WHAT YOU NEED TO DO »
Rewrite the rows from the one that contains "Expected: one pin per instance of the wood grain" through the last row, requests included. Multiply every coordinate in the answers by 2.4 and round to whole numbers, with halves rounded up, but leave the requests and their sample outputs unchanged.

━━━━━ LISTED RECORDS

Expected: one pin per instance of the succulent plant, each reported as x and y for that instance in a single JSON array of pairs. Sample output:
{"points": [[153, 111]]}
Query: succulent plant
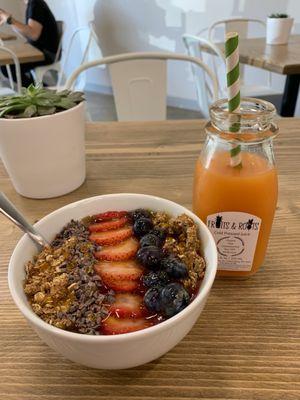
{"points": [[38, 101], [278, 15]]}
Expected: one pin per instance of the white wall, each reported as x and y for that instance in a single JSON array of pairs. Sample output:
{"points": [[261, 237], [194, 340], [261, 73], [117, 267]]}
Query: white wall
{"points": [[155, 25]]}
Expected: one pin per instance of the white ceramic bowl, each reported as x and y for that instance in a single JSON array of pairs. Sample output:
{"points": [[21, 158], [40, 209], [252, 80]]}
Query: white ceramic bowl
{"points": [[119, 351]]}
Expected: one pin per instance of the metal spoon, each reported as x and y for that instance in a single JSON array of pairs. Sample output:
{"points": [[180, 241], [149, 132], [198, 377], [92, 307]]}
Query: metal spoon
{"points": [[10, 211]]}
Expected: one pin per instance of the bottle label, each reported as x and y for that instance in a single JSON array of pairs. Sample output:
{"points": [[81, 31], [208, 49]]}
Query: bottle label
{"points": [[235, 234]]}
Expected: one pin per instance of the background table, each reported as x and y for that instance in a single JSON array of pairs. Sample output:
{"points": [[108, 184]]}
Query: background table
{"points": [[7, 36], [24, 51], [283, 59], [246, 343]]}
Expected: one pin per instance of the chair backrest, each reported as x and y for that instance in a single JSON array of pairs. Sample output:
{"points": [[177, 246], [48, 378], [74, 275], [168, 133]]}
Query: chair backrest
{"points": [[61, 27], [17, 67], [74, 38], [194, 46], [139, 83]]}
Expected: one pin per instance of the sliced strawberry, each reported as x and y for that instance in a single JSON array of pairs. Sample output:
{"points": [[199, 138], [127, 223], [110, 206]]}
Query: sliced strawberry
{"points": [[114, 326], [122, 251], [127, 305], [121, 276], [109, 215], [108, 225], [111, 237]]}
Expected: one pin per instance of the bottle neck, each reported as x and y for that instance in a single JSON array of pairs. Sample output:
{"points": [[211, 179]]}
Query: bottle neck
{"points": [[252, 123]]}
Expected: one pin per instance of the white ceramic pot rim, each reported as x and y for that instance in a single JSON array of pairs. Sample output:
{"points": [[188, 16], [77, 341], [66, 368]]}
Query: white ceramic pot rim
{"points": [[42, 117], [30, 315]]}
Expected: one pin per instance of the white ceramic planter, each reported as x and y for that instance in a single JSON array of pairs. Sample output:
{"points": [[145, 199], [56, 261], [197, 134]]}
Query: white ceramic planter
{"points": [[278, 30], [45, 156]]}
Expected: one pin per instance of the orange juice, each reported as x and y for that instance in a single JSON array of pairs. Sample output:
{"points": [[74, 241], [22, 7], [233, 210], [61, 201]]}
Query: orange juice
{"points": [[238, 205]]}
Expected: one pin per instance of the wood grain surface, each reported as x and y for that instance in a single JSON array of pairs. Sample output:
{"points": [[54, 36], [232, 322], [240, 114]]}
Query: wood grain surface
{"points": [[283, 59], [24, 51], [246, 343], [7, 36]]}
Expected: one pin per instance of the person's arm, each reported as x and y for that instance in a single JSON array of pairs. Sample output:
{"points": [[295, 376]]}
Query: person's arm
{"points": [[32, 30]]}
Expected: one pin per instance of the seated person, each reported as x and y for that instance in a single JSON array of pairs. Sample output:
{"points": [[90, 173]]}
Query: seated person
{"points": [[40, 30]]}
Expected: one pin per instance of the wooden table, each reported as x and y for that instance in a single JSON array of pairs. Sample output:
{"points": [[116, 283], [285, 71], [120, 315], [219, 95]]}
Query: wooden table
{"points": [[25, 52], [7, 36], [246, 343], [282, 59]]}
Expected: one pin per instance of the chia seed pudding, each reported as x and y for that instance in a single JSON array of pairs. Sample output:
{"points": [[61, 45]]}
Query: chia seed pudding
{"points": [[116, 272]]}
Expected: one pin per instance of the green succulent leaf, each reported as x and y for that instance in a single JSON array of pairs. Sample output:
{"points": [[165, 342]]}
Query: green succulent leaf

━━━━━━━━━━

COMPLETE RESPONSE »
Expected: one pin per instance of the wood grain surface, each reported as x and y for that instance in a single JSON array of pairs. Sample output:
{"points": [[54, 36], [232, 322], [240, 114]]}
Query: wood grain surface
{"points": [[679, 142], [58, 122], [590, 823], [17, 86]]}
Expected: one pin per instance of the person's arm, each reported as x and y for that instance in a single JSON array of pairs. Sample output:
{"points": [[295, 376]]}
Query: person's arm
{"points": [[77, 72]]}
Expected: one pin per instance of the seated person, each reported as x and y for that instance in a single JSON array of pairs. Sample output:
{"points": [[90, 173]]}
Query: seated person
{"points": [[96, 72]]}
Expected: one pin per instance of the wooden table, each reported as x and y for that instance in a single JSON array of pairs. Sample output:
{"points": [[116, 283], [285, 71], [120, 315], [219, 95]]}
Query: wooden table
{"points": [[60, 125], [17, 86], [590, 823], [677, 142]]}
Expected: one pin per instance of the chia seed pudding, each reported as x and y for that instance in a single JSON array of pairs. Sample output:
{"points": [[61, 45]]}
Query: chia seed pudding
{"points": [[278, 653]]}
Expected: one pin per instance of the green succulent leaf, each reported as x and y for that instance in a single JSON array of pairs. Sample output:
{"points": [[165, 342]]}
Query: green succulent leaf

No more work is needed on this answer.